> _What to do_: All lines from the one with "the drawer pull" to the end of the data: return those exactly, and only those.

> _Input data_:
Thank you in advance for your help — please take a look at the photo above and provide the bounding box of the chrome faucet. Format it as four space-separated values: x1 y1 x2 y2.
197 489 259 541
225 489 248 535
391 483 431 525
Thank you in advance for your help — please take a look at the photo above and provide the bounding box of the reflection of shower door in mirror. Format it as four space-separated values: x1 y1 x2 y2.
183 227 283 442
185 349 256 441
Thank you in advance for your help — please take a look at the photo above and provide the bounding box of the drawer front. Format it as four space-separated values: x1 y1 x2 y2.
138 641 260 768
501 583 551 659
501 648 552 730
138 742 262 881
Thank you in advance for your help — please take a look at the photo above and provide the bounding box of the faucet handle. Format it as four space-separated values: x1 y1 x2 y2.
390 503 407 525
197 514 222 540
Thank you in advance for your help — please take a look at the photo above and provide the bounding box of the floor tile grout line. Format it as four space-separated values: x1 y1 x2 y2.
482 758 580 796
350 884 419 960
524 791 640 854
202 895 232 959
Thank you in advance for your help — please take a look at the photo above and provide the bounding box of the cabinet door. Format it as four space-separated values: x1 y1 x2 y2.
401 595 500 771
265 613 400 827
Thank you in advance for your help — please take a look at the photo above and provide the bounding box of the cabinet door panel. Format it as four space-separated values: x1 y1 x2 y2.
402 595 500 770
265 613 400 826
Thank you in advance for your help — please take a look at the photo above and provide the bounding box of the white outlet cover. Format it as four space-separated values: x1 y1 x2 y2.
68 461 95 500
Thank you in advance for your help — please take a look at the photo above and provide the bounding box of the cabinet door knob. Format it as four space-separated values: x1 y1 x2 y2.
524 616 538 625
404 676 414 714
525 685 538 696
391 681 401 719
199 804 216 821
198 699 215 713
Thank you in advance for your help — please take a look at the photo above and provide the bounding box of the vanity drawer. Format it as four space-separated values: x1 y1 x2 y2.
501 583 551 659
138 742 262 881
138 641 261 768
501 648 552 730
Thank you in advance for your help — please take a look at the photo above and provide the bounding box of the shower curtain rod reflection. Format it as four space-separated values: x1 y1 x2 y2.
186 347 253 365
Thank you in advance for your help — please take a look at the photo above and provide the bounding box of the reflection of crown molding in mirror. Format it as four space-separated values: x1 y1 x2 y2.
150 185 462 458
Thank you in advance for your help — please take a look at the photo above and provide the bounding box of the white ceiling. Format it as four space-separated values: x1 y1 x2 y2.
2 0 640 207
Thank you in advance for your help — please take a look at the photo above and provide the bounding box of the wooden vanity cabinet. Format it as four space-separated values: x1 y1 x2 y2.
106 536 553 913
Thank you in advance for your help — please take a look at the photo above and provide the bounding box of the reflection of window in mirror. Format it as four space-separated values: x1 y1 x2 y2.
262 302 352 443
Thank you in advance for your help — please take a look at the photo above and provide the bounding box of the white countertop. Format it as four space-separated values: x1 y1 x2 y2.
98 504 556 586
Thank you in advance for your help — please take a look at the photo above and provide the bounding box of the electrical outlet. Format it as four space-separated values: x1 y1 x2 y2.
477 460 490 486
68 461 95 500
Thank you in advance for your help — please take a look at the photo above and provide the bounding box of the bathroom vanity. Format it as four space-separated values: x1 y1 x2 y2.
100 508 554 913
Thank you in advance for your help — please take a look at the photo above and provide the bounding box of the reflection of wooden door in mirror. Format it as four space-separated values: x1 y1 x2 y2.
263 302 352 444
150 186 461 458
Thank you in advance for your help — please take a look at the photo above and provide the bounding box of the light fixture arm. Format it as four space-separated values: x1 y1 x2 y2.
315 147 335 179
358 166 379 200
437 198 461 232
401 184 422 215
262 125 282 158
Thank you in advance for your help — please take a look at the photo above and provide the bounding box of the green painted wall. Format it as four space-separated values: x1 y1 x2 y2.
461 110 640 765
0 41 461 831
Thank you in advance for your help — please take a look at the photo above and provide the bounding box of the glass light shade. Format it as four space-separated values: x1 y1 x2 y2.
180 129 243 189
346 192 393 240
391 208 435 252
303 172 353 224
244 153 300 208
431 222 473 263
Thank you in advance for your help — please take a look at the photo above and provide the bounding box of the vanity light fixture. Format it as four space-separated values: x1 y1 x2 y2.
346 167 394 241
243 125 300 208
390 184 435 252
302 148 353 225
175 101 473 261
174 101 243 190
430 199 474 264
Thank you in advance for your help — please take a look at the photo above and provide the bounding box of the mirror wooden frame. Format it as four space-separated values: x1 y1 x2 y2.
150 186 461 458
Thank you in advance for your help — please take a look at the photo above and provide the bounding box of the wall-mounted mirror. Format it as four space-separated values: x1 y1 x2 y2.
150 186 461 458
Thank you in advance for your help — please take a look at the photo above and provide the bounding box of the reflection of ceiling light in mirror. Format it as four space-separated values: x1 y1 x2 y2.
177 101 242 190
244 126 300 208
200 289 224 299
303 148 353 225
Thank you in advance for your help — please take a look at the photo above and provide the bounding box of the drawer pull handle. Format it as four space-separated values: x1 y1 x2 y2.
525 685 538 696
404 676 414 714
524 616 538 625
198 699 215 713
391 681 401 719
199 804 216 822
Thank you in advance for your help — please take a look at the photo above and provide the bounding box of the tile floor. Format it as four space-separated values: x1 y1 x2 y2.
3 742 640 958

> _Finished exercise_:
Thank you in advance for your help — please take a look at the photo above and provide the bounding box of the drawer pull handle. Format it as four space-separated values: x1 y1 x2 y2.
525 685 538 696
404 676 414 714
524 616 538 625
198 699 215 713
391 681 401 719
199 804 216 822
Thank you in advance for your help — please take a look at the photo above and provide the bounding box of the tile floor. Format it as four space-separated values: x1 y1 x2 y2.
3 742 640 958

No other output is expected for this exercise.